[Reading text]

The law firm representing the angry residents two couples with infants whose tap water was found to contain as much as 30 times the acceptable level of lead in recent tests said it also planned to file suit against the U.S. Environmental Protection Agency and other federal agencies.
Charles Patrizia, one of the lawyers at Washington law firm Paul, Hastings, Janofsky & Walker working on the case, said the suits sought more than anything else to force authorities to supply alternate clean drinking water and clean up the lead.
If ingested in significant levels whether through water, paint dust or other means lead can cause permanent brain damage to infants and young children. It also can be toxic to adults.
The lawsuit alleges the D.C. Water and Sewer Authority (WASA), which buys treated water for delivery to the capital, first discovered unacceptable levels of lead in 2001 but covered up the findings and failed to alert the public after tests in subsequent years confirmed the findings.
WASA board chairman Glenn Gerstell told a congressional hearing last week the authority alerted the city Health Department and affected customers directly in 2002 and had since made numerous public announcements.
A spokesman for Washington Mayor Anthony Williams said no residents had been diagnosed with any lead-related health problems as of yet.
The spokesman also called attention to the city's efforts to distribute water filters to residents even before EPA's order last Friday to do so within 30 days.

[/Reading text]
[Data provided]

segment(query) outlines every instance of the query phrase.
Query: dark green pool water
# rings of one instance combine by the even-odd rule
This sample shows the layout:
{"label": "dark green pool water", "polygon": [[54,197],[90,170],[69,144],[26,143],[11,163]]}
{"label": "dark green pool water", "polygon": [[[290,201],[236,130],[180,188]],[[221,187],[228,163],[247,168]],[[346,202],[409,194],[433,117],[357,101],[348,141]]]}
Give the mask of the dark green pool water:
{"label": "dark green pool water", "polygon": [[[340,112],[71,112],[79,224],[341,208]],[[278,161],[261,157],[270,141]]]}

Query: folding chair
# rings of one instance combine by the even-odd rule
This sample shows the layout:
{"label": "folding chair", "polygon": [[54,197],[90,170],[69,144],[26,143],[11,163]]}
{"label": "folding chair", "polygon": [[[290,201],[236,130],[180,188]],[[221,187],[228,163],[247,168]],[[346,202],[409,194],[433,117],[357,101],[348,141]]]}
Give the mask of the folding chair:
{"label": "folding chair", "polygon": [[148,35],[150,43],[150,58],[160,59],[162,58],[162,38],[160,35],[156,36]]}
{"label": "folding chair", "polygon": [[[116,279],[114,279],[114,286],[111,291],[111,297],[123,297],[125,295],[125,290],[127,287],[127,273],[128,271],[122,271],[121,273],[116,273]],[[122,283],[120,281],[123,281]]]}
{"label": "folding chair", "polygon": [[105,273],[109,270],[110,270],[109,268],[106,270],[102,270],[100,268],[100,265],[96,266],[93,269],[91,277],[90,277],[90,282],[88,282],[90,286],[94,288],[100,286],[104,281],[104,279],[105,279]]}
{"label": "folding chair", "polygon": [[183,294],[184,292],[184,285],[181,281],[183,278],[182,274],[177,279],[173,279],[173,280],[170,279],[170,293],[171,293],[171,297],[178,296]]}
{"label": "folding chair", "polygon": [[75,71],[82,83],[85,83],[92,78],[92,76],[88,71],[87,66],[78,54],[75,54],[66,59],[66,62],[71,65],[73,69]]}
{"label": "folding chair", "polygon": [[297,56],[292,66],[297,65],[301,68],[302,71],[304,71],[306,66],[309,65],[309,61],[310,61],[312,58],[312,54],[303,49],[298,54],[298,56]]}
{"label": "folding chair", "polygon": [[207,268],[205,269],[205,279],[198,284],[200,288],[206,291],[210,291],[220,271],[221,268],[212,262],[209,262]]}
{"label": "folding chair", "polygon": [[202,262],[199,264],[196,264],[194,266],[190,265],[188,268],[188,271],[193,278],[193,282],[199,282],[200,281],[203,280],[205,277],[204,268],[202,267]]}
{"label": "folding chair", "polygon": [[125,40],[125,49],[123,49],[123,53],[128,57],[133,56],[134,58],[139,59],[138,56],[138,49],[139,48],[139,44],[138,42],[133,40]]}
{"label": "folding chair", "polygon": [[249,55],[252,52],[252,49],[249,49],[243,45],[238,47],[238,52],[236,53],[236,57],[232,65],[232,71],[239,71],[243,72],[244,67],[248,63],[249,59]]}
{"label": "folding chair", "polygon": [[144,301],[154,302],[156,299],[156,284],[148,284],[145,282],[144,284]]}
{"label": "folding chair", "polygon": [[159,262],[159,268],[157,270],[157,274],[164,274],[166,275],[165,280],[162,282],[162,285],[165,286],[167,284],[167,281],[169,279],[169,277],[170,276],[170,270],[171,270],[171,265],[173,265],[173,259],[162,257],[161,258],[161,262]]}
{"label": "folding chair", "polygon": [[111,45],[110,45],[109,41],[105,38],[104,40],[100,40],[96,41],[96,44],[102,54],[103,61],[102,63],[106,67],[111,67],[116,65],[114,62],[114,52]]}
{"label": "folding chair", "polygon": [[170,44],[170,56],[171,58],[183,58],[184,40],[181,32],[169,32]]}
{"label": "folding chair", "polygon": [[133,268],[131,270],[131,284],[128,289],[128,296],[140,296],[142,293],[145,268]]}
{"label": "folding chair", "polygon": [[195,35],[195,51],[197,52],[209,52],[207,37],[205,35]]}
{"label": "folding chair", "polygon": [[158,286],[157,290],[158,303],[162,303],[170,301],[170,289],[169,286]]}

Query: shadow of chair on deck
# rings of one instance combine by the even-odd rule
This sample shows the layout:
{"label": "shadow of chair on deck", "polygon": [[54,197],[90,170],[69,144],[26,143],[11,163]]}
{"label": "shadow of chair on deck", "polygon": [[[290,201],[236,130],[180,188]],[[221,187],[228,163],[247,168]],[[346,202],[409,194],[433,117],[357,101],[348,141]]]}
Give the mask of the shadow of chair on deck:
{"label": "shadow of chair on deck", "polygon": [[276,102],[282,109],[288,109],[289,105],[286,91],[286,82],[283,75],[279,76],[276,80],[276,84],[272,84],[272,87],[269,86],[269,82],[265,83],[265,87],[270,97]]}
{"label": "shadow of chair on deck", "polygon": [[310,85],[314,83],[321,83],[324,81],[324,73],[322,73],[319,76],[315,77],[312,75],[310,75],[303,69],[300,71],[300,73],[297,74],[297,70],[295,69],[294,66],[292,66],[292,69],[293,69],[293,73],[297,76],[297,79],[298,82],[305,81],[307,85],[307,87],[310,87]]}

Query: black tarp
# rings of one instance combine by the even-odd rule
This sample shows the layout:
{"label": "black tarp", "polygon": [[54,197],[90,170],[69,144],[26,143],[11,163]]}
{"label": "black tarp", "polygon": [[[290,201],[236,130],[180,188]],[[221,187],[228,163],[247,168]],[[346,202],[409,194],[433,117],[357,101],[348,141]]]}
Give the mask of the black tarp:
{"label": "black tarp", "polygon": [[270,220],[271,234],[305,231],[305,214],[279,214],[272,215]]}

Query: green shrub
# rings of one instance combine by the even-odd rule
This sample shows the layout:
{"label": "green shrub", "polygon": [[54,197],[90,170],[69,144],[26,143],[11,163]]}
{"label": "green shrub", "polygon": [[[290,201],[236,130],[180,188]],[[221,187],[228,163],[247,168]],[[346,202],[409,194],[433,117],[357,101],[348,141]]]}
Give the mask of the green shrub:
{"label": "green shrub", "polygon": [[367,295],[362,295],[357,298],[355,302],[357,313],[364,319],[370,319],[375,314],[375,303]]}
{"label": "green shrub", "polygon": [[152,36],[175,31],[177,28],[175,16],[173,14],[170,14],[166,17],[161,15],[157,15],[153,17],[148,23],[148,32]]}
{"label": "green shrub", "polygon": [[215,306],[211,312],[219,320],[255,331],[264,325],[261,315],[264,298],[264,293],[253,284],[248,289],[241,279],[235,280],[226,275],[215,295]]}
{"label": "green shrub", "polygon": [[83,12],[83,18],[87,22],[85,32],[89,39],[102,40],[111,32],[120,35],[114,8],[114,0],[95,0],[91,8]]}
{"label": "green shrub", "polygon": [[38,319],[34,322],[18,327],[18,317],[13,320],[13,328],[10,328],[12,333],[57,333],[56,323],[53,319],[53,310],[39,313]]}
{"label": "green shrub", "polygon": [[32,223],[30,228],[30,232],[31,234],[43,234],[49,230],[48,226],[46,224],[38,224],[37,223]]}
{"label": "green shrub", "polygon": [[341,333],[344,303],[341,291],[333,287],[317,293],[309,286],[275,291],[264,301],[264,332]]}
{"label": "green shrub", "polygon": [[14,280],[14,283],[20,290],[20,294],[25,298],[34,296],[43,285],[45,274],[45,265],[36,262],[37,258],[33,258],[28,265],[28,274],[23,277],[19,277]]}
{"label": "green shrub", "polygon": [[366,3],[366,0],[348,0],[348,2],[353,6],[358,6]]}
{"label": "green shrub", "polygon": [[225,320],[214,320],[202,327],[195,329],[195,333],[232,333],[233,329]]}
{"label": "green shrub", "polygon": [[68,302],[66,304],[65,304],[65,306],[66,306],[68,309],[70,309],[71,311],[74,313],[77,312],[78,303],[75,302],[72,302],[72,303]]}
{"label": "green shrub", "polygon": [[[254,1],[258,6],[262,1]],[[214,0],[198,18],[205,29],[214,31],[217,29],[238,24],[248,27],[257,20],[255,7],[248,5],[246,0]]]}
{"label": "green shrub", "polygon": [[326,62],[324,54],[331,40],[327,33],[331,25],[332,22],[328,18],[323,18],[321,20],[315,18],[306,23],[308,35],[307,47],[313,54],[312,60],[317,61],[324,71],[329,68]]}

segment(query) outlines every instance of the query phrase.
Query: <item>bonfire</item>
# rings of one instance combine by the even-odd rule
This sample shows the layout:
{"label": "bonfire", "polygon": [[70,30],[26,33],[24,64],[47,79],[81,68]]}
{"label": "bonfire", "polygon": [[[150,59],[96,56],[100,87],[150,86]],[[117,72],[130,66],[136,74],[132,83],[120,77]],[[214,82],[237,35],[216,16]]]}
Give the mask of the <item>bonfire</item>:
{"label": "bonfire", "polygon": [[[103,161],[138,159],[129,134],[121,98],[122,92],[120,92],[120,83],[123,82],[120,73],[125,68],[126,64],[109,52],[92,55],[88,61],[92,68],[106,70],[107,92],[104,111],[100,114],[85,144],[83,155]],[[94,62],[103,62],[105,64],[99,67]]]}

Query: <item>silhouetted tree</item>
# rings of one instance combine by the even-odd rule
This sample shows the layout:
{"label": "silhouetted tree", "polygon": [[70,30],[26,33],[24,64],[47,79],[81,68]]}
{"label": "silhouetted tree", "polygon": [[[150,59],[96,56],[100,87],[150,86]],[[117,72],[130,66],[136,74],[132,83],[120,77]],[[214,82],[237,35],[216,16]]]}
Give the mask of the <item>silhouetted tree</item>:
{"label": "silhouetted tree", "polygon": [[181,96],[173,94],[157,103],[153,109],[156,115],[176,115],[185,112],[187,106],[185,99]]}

[/Data provided]

→ Complete the following
1: According to the article about lead in Washington's tap water, in what year does the lawsuit say WASA first discovered unacceptable levels of lead?
2: Quote the article about lead in Washington's tap water, starting at "The lawsuit alleges" and ending at "numerous public announcements.".

→ Answers to this exercise
1: 2001

2:
The lawsuit alleges the D.C. Water and Sewer Authority (WASA), which buys treated water for delivery to the capital, first discovered unacceptable levels of lead in 2001 but covered up the findings and failed to alert the public after tests in subsequent years confirmed the findings.
WASA board chairman Glenn Gerstell told a congressional hearing last week the authority alerted the city Health Department and affected customers directly in 2002 and had since made numerous public announcements.